[Records excerpted from a collection]

++++++++

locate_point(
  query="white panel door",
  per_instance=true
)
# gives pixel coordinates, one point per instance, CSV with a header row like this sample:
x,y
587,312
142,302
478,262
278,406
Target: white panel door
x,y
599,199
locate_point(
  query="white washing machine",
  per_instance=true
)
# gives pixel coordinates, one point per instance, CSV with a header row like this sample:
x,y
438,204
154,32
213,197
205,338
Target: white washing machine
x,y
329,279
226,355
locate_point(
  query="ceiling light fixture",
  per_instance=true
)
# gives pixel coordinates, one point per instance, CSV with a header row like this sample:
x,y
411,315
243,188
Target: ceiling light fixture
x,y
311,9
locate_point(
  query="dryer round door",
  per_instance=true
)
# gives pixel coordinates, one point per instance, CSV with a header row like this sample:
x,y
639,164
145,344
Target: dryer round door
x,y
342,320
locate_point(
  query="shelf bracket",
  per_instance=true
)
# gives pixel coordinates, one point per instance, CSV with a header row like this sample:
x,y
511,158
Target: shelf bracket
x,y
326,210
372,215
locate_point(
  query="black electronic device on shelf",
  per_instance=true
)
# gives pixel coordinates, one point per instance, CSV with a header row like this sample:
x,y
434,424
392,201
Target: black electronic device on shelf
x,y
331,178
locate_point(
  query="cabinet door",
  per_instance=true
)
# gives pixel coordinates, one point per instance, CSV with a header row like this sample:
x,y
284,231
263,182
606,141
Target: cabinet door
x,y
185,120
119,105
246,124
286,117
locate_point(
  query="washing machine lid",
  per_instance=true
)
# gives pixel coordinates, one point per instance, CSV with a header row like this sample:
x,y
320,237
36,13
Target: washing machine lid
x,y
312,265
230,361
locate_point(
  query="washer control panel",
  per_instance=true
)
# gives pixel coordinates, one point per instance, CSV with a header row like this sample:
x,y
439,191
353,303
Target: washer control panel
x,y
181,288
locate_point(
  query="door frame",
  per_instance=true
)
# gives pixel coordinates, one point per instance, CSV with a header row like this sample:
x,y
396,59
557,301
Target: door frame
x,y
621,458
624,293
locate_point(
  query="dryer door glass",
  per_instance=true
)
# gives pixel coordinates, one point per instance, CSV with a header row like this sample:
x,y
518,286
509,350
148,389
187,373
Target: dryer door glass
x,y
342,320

++++++++

Instructions to follow -
The data above must be returned in full, exactly as written.

Reply -
locate_point(
  query="white panel door",
  per_instance=true
)
# gives pixel coordinates, one point per instance, CSV with a header row like this sample:
x,y
587,312
142,302
478,262
278,406
Target: white panel door
x,y
599,199
locate_point(
  query="white washing machine",
  per_instance=true
)
# gives pixel coordinates, one point per instance, CSV with a header row like this sample:
x,y
438,204
154,32
213,197
205,338
Target: white washing machine
x,y
329,279
226,355
locate_point(
  query="ceiling light fixture",
  per_instance=true
)
# gives pixel coordinates, one point per instance, CSV with a header row like this sample:
x,y
411,315
243,188
Target: ceiling light fixture
x,y
311,9
locate_point(
  query="dryer round door",
  per_instance=true
)
# gives pixel coordinates, one point per instance, CSV with a header row like this sample:
x,y
639,164
145,344
Target: dryer round door
x,y
342,320
locate_point(
  query="shelf bracket",
  per_instance=true
)
# gives pixel coordinates, one point per instance, CSV with a header row like this sample:
x,y
511,158
Target: shelf bracket
x,y
326,210
372,215
locate_point(
  query="black electronic device on shelf",
  per_instance=true
)
# gives pixel coordinates, one point per instance, CSV with a header row like this sample:
x,y
434,424
392,201
Target: black electronic device on shelf
x,y
331,178
locate_point(
  query="cabinet door",
  per_instance=true
)
# gives pixel coordinates, one point per instance, CSV with a header row like this sample:
x,y
284,231
263,182
606,141
Target: cabinet door
x,y
185,120
119,105
246,124
286,117
locate_point(
  query="washing machine lid",
  per_instance=true
)
# gives pixel coordinates, one point per instance, CSV with a header row like this sample:
x,y
320,237
36,13
Target: washing machine lid
x,y
312,265
230,361
locate_point(
  query="washer control panel",
  per_instance=true
)
# gives pixel coordinates, one point per instance, CSV with a header row like this sample:
x,y
439,191
353,303
Target: washer control panel
x,y
181,288
locate_point(
  query="door frame",
  per_instance=true
)
# gives pixel coordinates, one point per instance, CSV with a header row like this sample:
x,y
396,59
557,301
Target: door frame
x,y
621,458
624,293
locate_point(
  query="dryer door glass",
  per_instance=true
)
# gives pixel coordinates, one point per instance, CSV with a header row like this sample:
x,y
518,286
509,350
148,389
187,373
Target: dryer door glass
x,y
342,320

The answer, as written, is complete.